What the exercise asks: Extract every line of the data below and reproduce each one verbatim, with no changes.

Data supplied:
========
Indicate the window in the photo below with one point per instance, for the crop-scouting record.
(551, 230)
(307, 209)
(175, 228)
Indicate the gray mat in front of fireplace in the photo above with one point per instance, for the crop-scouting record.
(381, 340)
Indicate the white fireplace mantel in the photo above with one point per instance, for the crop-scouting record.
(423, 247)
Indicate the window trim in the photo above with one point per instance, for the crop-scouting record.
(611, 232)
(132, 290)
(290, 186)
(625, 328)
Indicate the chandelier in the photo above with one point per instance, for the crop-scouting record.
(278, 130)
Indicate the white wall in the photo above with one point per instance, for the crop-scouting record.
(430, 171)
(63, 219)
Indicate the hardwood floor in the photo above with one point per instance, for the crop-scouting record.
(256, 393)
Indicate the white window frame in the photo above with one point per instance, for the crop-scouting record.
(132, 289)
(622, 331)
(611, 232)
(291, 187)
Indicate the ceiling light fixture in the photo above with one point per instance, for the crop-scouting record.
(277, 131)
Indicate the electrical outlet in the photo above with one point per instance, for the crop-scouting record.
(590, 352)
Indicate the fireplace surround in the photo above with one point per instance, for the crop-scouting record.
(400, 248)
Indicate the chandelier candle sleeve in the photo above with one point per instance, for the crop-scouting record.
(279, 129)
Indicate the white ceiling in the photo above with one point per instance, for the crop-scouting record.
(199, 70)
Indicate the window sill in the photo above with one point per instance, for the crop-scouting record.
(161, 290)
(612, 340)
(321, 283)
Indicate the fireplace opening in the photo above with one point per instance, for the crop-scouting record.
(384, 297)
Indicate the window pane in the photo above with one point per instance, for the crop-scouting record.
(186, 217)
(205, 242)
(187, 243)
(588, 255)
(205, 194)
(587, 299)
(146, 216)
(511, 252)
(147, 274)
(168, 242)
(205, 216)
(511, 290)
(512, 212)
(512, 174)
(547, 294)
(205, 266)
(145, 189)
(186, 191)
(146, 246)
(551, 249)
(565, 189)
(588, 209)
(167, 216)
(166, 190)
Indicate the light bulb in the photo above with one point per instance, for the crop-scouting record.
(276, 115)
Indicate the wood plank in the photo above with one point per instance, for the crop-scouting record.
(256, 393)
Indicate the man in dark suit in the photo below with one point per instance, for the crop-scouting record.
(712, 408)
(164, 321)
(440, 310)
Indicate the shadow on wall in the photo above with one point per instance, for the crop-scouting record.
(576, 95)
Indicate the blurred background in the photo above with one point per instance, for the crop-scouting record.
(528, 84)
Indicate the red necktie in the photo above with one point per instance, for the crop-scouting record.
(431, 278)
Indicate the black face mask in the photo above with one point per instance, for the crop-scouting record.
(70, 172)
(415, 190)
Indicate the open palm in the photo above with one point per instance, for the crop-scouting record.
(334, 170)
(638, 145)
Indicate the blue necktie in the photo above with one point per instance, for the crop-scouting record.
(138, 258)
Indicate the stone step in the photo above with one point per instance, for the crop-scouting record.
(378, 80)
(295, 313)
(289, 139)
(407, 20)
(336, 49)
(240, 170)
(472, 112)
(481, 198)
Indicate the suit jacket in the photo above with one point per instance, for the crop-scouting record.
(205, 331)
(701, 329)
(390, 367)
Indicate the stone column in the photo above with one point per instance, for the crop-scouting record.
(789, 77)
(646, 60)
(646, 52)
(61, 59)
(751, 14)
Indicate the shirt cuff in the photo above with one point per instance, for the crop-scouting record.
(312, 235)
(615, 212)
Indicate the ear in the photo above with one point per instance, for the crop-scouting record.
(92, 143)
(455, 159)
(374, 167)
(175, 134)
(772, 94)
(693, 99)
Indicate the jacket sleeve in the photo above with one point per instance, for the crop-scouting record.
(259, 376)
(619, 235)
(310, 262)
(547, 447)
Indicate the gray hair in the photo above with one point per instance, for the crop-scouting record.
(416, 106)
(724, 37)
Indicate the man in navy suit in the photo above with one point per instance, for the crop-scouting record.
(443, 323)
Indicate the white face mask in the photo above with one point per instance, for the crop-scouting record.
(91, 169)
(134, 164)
========
Answer to this task:
Indicate the window in the photo below with one point per instance, for the crop-scouting record.
(551, 230)
(307, 209)
(175, 228)
Indicate the gray mat in front of fireplace in the photo above with one point per instance, for the crop-scouting record.
(381, 340)
Indicate the white fireplace mantel in the photo above with one point per instance, for the crop-scouting record.
(423, 247)
Indicate the window trim in the photo above with one point per instance, for the crop-scouting record.
(611, 232)
(132, 290)
(290, 186)
(625, 328)
Indicate the chandelier in the photo above with one point per instance, for the crop-scouting record.
(278, 130)
Indicate the white wall in the photo above with one point per instance, for the crop-scouting record.
(430, 171)
(63, 219)
Indicate the hardwood floor in the photo above with one point per instance, for the crop-scouting record.
(256, 393)
Indicate the white window frame in the photo above with one point per instance, for the crop-scouting record.
(132, 289)
(622, 331)
(611, 232)
(291, 187)
Indicate the ceiling light fixture in the photo above with one point per instance, for the crop-scouting record.
(277, 131)
Indicate the electrical outlet in the photo above with one point per instance, for the crop-scouting record.
(590, 352)
Indicate the fireplace surround in the photo above with one point per instance, for the crop-scouting record.
(400, 248)
Indicate the chandelier candle sleeve in the photo above with one point per instance, for the crop-scouting record.
(279, 129)
Indicate the white ceiling in the photo above with one point per instance, for the crop-scouting record.
(199, 70)
Indicate the window sill in the photo above with one point per instance, for the crop-scouting record.
(161, 290)
(612, 340)
(321, 283)
Indicate the fireplace opening in the photo above with one point per instance, for the crop-scouting record.
(384, 297)
Indicate the window pane in the photo above with one point per instance, for the crop-scouting record.
(186, 217)
(205, 242)
(187, 243)
(588, 255)
(205, 194)
(587, 299)
(146, 216)
(511, 252)
(147, 274)
(168, 242)
(205, 216)
(511, 290)
(512, 212)
(512, 174)
(547, 294)
(205, 266)
(145, 189)
(186, 191)
(146, 246)
(551, 249)
(565, 189)
(588, 209)
(167, 216)
(166, 190)
Indicate the light bulb in the photo above with one point per instance, for the crop-scouting record.
(276, 115)
Indicate the wood plank in the photo above with one point per instance, for the crop-scouting record.
(256, 393)
Indicate the man in dark suit in the photo below with one point per instance, for the crop-scouting record.
(712, 408)
(164, 321)
(440, 310)
Indicate the shadow on wall in the photo above with one point per instance, for the crop-scouting record.
(576, 95)
Indicate the blurred background in the photo above with one point per instance, for the crop-scouting record.
(528, 84)
Indicate the red necktie in the photo above with one point per instance, for the crop-scouting record.
(431, 278)
Indicate the black face mask in the photo above with one point per instance, for the crop-scouting record.
(70, 172)
(415, 190)
Indicate the open palm in the photo above with one point per instance, for the crop-scouting record.
(334, 170)
(638, 145)
Indicate the blue necktie in the photo above with one point per instance, for the crop-scouting record.
(138, 258)
Indicate the stone step in the photo above with one point per instance, for the crop-scouting record.
(378, 80)
(295, 313)
(289, 139)
(407, 20)
(336, 49)
(240, 170)
(472, 112)
(481, 198)
Indicate the suit jacket in the photo above with one point per instance, for the crop-scouting record.
(205, 331)
(701, 329)
(390, 367)
Indicate the stone column in the photo above with one point per instance, for the crop-scouting record.
(789, 77)
(646, 60)
(646, 52)
(61, 59)
(751, 14)
Indicate the shirt cuff in the photo above with one point per instance, for the crop-scouting record.
(312, 235)
(615, 212)
Indicate the ear in the photo above with one point per instance, for the crop-scouting record.
(92, 143)
(455, 159)
(374, 167)
(175, 134)
(772, 94)
(693, 99)
Indicate the jacket sleeve in the photo above with one point per instance, for the crop-scouting record.
(259, 376)
(619, 235)
(310, 262)
(547, 447)
Indicate the gray hair in the photo above with one point per instance, for the crop-scouting record.
(416, 106)
(724, 37)
Indicate the man in navy suit in the photo above with one point per instance, for the crop-scouting record.
(443, 323)
Indicate the white face mask in the photo above with one point per instance, for the crop-scouting record.
(91, 169)
(134, 164)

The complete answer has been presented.